TASK TO CARRY OUT
Type out the entries again, keeping every word unchanged.

[Opening RECORDS TO PROCESS section]

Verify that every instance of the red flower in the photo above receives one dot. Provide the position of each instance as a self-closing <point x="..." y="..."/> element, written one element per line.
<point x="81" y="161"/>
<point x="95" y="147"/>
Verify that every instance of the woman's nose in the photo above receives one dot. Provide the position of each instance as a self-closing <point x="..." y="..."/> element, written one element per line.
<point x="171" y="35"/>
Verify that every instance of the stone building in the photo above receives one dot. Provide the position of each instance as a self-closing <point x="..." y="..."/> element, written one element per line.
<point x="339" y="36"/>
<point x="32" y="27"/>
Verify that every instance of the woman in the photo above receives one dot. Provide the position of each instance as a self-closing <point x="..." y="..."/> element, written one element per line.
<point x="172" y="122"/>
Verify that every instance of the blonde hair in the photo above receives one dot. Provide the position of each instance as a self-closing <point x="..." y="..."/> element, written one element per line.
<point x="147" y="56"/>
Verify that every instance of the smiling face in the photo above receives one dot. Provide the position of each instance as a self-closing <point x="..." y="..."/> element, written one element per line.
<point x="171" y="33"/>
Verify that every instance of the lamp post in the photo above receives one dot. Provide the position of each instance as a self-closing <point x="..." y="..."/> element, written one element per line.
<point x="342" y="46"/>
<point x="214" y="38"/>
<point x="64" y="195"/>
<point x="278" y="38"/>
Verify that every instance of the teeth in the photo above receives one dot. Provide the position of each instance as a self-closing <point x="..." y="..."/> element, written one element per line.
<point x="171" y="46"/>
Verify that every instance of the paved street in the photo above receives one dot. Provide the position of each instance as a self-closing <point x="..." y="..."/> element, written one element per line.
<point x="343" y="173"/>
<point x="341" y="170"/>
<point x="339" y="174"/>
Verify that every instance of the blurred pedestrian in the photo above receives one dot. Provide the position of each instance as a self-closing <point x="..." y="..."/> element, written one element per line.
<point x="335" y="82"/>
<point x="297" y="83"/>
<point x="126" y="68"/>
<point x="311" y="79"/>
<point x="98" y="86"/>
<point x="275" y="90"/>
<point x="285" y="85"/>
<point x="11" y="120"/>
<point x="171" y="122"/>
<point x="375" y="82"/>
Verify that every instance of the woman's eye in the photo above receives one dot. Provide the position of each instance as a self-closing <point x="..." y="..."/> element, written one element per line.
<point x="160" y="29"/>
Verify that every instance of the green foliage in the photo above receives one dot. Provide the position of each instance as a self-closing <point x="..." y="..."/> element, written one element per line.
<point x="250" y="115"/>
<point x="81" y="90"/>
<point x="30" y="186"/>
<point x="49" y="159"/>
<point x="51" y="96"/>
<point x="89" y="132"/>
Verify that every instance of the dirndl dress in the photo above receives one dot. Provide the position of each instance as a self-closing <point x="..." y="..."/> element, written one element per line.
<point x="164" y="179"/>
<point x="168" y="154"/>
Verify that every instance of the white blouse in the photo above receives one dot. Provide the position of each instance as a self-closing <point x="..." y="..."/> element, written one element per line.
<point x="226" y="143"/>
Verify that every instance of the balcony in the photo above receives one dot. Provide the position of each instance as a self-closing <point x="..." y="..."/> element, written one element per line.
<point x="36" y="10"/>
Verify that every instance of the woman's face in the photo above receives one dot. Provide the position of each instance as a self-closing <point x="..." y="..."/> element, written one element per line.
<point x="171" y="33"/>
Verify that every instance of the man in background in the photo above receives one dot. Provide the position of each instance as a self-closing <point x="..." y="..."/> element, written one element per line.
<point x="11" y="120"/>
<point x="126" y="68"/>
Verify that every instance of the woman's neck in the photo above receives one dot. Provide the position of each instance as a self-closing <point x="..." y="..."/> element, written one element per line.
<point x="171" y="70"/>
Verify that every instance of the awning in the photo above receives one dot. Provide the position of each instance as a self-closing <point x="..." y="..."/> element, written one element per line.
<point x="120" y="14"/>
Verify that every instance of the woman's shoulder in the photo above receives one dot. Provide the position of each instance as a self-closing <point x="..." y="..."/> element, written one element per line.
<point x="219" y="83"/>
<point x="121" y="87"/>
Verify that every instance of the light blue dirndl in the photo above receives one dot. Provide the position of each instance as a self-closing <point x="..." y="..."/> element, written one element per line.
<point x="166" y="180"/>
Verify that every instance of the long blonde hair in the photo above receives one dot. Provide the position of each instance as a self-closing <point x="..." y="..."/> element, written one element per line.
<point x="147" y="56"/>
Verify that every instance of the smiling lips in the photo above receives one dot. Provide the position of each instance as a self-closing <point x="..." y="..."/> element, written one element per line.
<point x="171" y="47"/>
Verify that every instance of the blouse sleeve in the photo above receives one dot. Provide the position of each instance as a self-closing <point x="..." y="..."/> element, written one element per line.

[Closing RECORDS TO PROCESS section]

OUTPUT OF THE EXERCISE
Verify that every instance of the red flower in the photo above receives one dot. Provide the position of each instance as a self-closing <point x="..." y="..."/> element, written one element per line.
<point x="81" y="161"/>
<point x="95" y="147"/>
Verify that every instance of the woman's nose in the photo above receives one dot. Provide the position of each instance as a self-closing <point x="..." y="..."/> element, written one element per line.
<point x="171" y="35"/>
Verify that every instance of the stone building in the photo above receives one dot. Provide the position of each instance as a self-closing <point x="..." y="..."/> element, written one element per line.
<point x="339" y="36"/>
<point x="32" y="27"/>
Verify that every instance of the woman in the photo above receives one dot. Provide the position of each instance as a self-closing <point x="..." y="..."/> element, written one element per line.
<point x="172" y="122"/>
Verify that every instance of the blonde hair in the photo above receives one dot. Provide the position of each instance as a self-closing <point x="..." y="..."/> element, written one element per line.
<point x="147" y="56"/>
Verify that every instance of the smiling face in the photo above receives one dot. Provide the position of each instance as a self-closing <point x="..." y="..."/> element, written one element per line.
<point x="171" y="33"/>
Verify that every instance of the lamp post in the photo above receives one dot. Provide the position of each instance as a self-closing <point x="..." y="..."/> element, written one element per line.
<point x="342" y="46"/>
<point x="214" y="38"/>
<point x="64" y="195"/>
<point x="278" y="38"/>
Verify that every instance of the teeth in the photo above receives one dot. Provide the position of each instance as a self-closing <point x="..." y="..."/> element, written one element per line.
<point x="171" y="46"/>
Verify that every instance of the paved street in the photo above receives one dot. Provide the position of each instance as a self-closing <point x="..." y="..."/> element, written one element per line.
<point x="343" y="173"/>
<point x="341" y="170"/>
<point x="339" y="174"/>
Verify that every instance of the blurred pedestrian in the photo above receives one dot. Provide the position of each instance as a self-closing <point x="..." y="..."/> element, written one element per line.
<point x="335" y="82"/>
<point x="297" y="83"/>
<point x="126" y="68"/>
<point x="311" y="79"/>
<point x="98" y="86"/>
<point x="275" y="90"/>
<point x="285" y="85"/>
<point x="11" y="120"/>
<point x="171" y="122"/>
<point x="375" y="82"/>
Verify that every instance of the woman's eye in the photo above receives one dot. Provide the position of each instance as a self-closing <point x="..." y="..."/> element, written one element per line.
<point x="160" y="29"/>
Verify that every instance of the green foliage in the photo above receives one dot. Provide the position of each instance as a self-closing <point x="..." y="..."/> element, written one element per line.
<point x="250" y="115"/>
<point x="81" y="90"/>
<point x="30" y="186"/>
<point x="49" y="159"/>
<point x="51" y="96"/>
<point x="89" y="132"/>
Verify that every instance of the dirndl dress in the photo above receives one dot. Provide the position of each instance as a self-closing <point x="..." y="..."/> element, written one element per line.
<point x="164" y="179"/>
<point x="168" y="154"/>
Verify that every instance of the white blouse in the photo above receives one dot. Provide the position of each instance as a self-closing <point x="..." y="..."/> element, written one element per line.
<point x="226" y="143"/>
Verify that every instance of the balcony in the photo above receives one dot. Provide the position of each instance as a self-closing <point x="..." y="..."/> element, written one element per line.
<point x="36" y="10"/>
Verify that every instance of the woman's face in the photo above receives one dot. Provide the position of each instance as a self-closing <point x="..." y="..."/> element, written one element per line.
<point x="171" y="33"/>
Verify that every instance of the man in background in the photo above receives one dot. Provide the position of each instance as a self-closing <point x="..." y="..."/> element, written one element per line.
<point x="11" y="120"/>
<point x="126" y="68"/>
Verify that every instance of the woman's neck in the photo above receives one dot. Provide the position of each instance as a self-closing <point x="..." y="..."/> element, written one element per line.
<point x="171" y="70"/>
Verify that every instance of the awning in the photo above receives one dot. Provide the position of each instance as a self-closing <point x="..." y="..."/> element, written one element per line.
<point x="120" y="14"/>
Verify that every instance of the woman's shoulder in the photo above receives one dot. Provide the position of each instance as a self-closing <point x="..." y="..."/> element, written one element per line.
<point x="219" y="83"/>
<point x="121" y="87"/>
Verify that every instance of the light blue dirndl in the photo above receives one dot. Provide the position of each instance as a self-closing <point x="..." y="..."/> element, written one element per line.
<point x="166" y="180"/>
Verify that every instance of the long blonde hair in the photo above receives one dot. Provide the position of each instance as a self-closing <point x="..." y="..."/> element, written one element per line.
<point x="147" y="56"/>
Verify that every instance of the smiling lips in the photo above receives one dot. Provide the position of each instance as a self-closing <point x="..." y="..."/> element, written one element per line.
<point x="171" y="47"/>
Verify that every instance of the blouse sleeve in the photo above receives one dot. Provide the position of each instance as a self-closing <point x="..." y="..."/> element, written one element per line.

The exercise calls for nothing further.